## What you will do
1 > According to the article on the Hycel Technology Hub, why are researchers at the Warrnambool campus hydrogen test beds testing plastic piping?
2 > When is construction of the hub described in the Hycel Technology Hub article scheduled to be completed?

## Extracted text
-.-.-
PERTH (miningweekly.com) – Construction work has started on Australia’s first hydrogen fuel cell research and development facility at Deakin University’s Warrnambool campus, in Victoria.
Construction of the Hycel Technology Hub is slated for completion in late 2023. The hub forms a cornerstone facility within Deakin’s A$23-million hydrogen research and innovation programme.
The Hycel Technology Hub will see the development, assembly, testing and demonstration of hydrogen fuel cells, with a focus on developing fuel cells for heavy vehicles, starting with heavy haulage trucks, and potentially progressing to other larger-scale uses including trains or boats.
Hydrogen fuel cells convert hydrogen into electricity that can then be used to power vehicles and similarly in stationary applications to power or heat homes, businesses and industry.
The project includes the construction of a new 2 200 m2 facility at the Warrnambool campus with specialised fuel cell assembly and testing equipment and a heavy vehicle integration bay, along with training facilities and a multi-functional space for education and demonstration activities.
The Victorian government’s A$9-million contribution supports construction and development of hydrogen and future energy education programmes. With the funding, Deakin is creating new hydrogen curriculum for primary and high schools, hydrogen short courses for professional engineers and is also seeking to develop a hydrogen bus training package in collaboration with vocational and industry partners.
“The Hycel Technology Hub is an important driver in the research and application of hydrogen as a fuel source and we expect the benefits of this research to be far-reaching both in Australia and internationally,” Victoria Minister for Training and Skills Gayle Tierney said.
“Deakin’s focus on hydrogen fuel applications will also have a direct benefit to the people of Warrnambool as Deakin aims to transition its Warrnambool campus from gas to hydrogen and support conversion of the Warrnambool Bus Lines fleet to clean energy.”
The facility will form part of a broader hydrogen precinct on the campus which currently includes the existing hydrogen test beds, where researchers from Deakin’s Institute of Frontier Materials are testing the efficacy of plastic piping to understand if Australia’s gas network can safely transport 100% hydrogen in the future.
Other proposed hydrogen projects within the precinct include a hydrogen boiler demonstration using 100% hydrogen fuel for domestic hot water and hydronic heating, as well as potentially supporting Warrnambool Bus Line’s new hydrogen bus refuelling station and depot as they convert their fleet from diesel to hydrogen fuel cell buses, making it the first public bus deployment of its kind in Australia.
Deakin University vice-chancellor Professor Iain Martin said that the university is combining its expertise in science, technology and education to meet the needs of Australia’s emerging hydrogen industry.
“Our Warrnambool Campus will be a hydrogen precinct of research, innovation and training. We are thrilled to collaborate with local and national industry partners to focus on advancing hydrogen as a fuel in transport and pipelines.”
-.-.-
[Saved data entries]
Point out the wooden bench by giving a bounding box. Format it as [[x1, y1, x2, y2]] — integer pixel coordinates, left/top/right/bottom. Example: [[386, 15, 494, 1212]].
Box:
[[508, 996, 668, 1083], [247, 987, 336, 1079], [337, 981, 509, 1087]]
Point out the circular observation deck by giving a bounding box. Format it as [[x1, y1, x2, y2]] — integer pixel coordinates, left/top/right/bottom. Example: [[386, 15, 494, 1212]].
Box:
-.-.-
## Answer set
1 > Researchers from Deakin's Institute of Frontier Materials are testing the efficacy of plastic piping to understand whether Australia's gas network can safely transport 100% hydrogen in the future.

2 > Late 2023.